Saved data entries
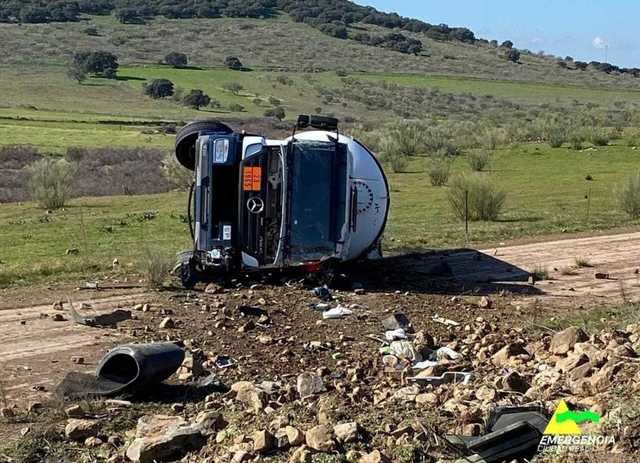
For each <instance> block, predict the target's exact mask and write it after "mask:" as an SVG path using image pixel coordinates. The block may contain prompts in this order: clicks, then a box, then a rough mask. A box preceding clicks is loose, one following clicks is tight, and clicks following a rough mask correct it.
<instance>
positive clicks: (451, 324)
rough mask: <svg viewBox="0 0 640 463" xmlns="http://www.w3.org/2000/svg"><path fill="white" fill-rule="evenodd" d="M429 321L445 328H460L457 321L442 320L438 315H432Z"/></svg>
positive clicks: (449, 320)
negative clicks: (433, 315)
mask: <svg viewBox="0 0 640 463" xmlns="http://www.w3.org/2000/svg"><path fill="white" fill-rule="evenodd" d="M431 320H433V321H434V322H436V323H441V324H443V325H446V326H460V323H458V322H457V321H455V320H450V319H448V318H444V317H441V316H439V315H434V316H433V317H432V318H431Z"/></svg>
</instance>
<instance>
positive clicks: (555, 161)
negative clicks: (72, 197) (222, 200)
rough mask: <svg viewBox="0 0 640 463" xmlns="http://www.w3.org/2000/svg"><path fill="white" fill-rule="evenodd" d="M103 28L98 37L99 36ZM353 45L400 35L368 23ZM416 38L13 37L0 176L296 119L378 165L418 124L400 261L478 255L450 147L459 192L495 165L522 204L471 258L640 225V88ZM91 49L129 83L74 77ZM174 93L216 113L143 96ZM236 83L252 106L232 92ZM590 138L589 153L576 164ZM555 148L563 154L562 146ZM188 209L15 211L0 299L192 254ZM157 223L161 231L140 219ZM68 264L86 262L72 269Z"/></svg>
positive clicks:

WHAT YOU SHOULD DO:
Print all of the entries above again word for word, without the pictures.

EXERCISE ANSWER:
For each <instance> block, predict the target's exact mask and write it after "mask:" as an SVG path using image pixel coordinates. The block may contain prompts in this order: clicks, then a box, then a rough mask. A box preceding clicks is loose, one following clicks is tight, and clicks following a rough mask correct it.
<instance>
positive clicks: (451, 324)
rough mask: <svg viewBox="0 0 640 463" xmlns="http://www.w3.org/2000/svg"><path fill="white" fill-rule="evenodd" d="M429 321L445 328H460L457 321L442 320L438 315H432Z"/></svg>
positive clicks: (449, 320)
negative clicks: (433, 315)
mask: <svg viewBox="0 0 640 463" xmlns="http://www.w3.org/2000/svg"><path fill="white" fill-rule="evenodd" d="M431 320H433V321H434V322H436V323H441V324H443V325H446V326H460V323H458V322H457V321H455V320H450V319H448V318H444V317H441V316H439V315H434V316H433V317H432V318H431Z"/></svg>
</instance>
<instance>
positive clicks: (555, 161)
negative clicks: (72, 197) (222, 200)
rough mask: <svg viewBox="0 0 640 463" xmlns="http://www.w3.org/2000/svg"><path fill="white" fill-rule="evenodd" d="M103 28L98 37L99 36ZM353 45L400 35L368 23ZM416 38L13 37L0 176L296 119L378 165L418 124L400 261L478 255L450 147L459 192L495 165L522 204L471 258L640 225V88ZM91 49L129 83L74 77ZM174 93L216 113L143 96ZM236 83L252 106L232 92ZM590 138L589 153L576 164ZM555 148L563 154L562 146ZM188 209L15 211L0 299L192 254ZM157 223L161 231L140 219ZM68 264L86 262L72 269Z"/></svg>
positive clicks:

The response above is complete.